**YOUR OBJECTIVE**
Reproduce exactly the stretch of lines running from the line with "Target = ornate gold crest" to the end of the entries below.
^^^^^^^^
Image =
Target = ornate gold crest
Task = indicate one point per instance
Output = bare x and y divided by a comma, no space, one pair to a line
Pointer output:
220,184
^^^^^^^^
**EXERCISE SOLUTION**
Target = ornate gold crest
Task = indicate one point per instance
Output = bare x and y divided by a comma, no space, one pair to a line
Pointer output:
220,184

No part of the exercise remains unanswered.